- **Çözülecek Problem**:
Taşınmayla ilgili yazıda "Çare Pinterest (Değil)" ile başlayıp "parantezi sımsıkı kapa.)" ifadesine kadar süren bölümü, "kış ortasına" yerine "bahar başına" koyarak yeniden yaz.
------ İncelenecek Metin
7 Kasım 2018 Çarşamba

Çare Pinterest (Değil)

Taşınma vakti yaklaştı. (Yani inşallah yaklaşmıştır. İçimden bi’ ses kış ortasına kadar bizi oyalayacaklar diyor ama evrene güzel düşünceler yollamayı tercih ediyorum, misal; “ ay ne güzel yaa, her şey yolunda gidecek mis gibi taşınacağız evimize, çok heyecanlıyız, çok güzel olacak…” gibi. Umarım evren parantez için parantezleri okumuyordur çünkü aç parantez; firma yetkilisinin verdikleri tarihlere zerre kadar güvenmiyorum – şimdi o parantezi sımsıkı kapa.)

Ne diyordum? “Taşınma vakti” yaklaştıkça üstümdeki umursamaz hali atıp “minnak” yuvamızı nasıl güzelleştirebiliriz araştırmalarına başladım. Seneler önce müptelası olup sonra da bunalıp ayrıldığım Pinterest’i yeniden açma gafletine düştüm. O da yetmedi, kocaman bir duvar saati almak hevesiyle Mudo Home sayfasına baktım. Şu görseli ve altındaki rakamı okuyunca bana böyle soldan soldan bi’ geldiler;


Yeni evimiz şu anda oturduğumuza kıyasla küçücük. Yemek masamız ve konsol salona sığmayacak diye letgo’da yok pahasına sattık (İlk başta satalım diye tutturan ben olduğum halde adam gelip eşyaları alınca sen bir üzül, bir üzül. Allahımmm, mala mülke ne çok bağlanıyor insanoğlu! Hani önemli değil diyordun diye kendime çattım bir müddet. Tabii neticede o kocaman eşyalar gitti diye yine de rahatladım). Bu arada söylemeden edemeyeceğim, şu an fark ediyorum da evleneceğimiz vakit eşyaları alırken tek düşündüğüm mobilyaların kaliteli bir ahşaptan yapılması ve çok sade olmasıydı. O zamanlar bile pembik gelin değildim -hiç olmadım- fakat anlaşılan azıcık “saf”mışım: İlki bu iki kriterin bize ne kadar pahalıya patlayacağını öngöremediğim, ikincisi de nesnelerin uzayda kapladığı yer ile ilgili algımı tamamen kaybederek ceviz kaplama (tam istediğim gibi), sade (modası uzun yıllar geçmeyecek Retro bir modeldi) fakat DEV eşyaları alıp çıktığım için. Neyse, sağolsun kocam da ayrı bir oturma odası yapmayacaksak salon koltukları rahat olsun diyerek diğer bir dev ekibi, yani salon koltuklarımız beğendi ve böylece şu anki 35 metrekare salona eh işte sığan takımı tamamladık. Şimdi elimizdekilere bakıp bakıp üst üste mi koysak, çapraz mı sıralasak diye düşünmekle meşgulüz.
------------
------ İncelenecek Veriler
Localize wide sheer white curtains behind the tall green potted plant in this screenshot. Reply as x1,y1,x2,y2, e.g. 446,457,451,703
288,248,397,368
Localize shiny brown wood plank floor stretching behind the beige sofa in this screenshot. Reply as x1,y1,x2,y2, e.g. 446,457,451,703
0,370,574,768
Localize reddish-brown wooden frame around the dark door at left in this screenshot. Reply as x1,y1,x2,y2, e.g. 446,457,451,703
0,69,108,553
------------
------ İncelenecek Veriler
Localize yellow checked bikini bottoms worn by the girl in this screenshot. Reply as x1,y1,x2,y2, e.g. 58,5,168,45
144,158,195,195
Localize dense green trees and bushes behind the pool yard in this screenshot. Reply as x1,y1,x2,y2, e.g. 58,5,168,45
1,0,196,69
------------
- **Çözülmüş Problem**:
Çare Pinterest (Değil)

Taşınma vakti yaklaştı. (Yani inşallah yaklaşmıştır. İçimden bi’ ses bahar başına kadar bizi oyalayacaklar diyor ama evrene güzel düşünceler yollamayı tercih ediyorum, misal; “ ay ne güzel yaa, her şey yolunda gidecek mis gibi taşınacağız evimize, çok heyecanlıyız, çok güzel olacak…” gibi. Umarım evren parantez için parantezleri okumuyordur çünkü aç parantez; firma yetkilisinin verdikleri tarihlere zerre kadar güvenmiyorum – şimdi o parantezi sımsıkı kapa.)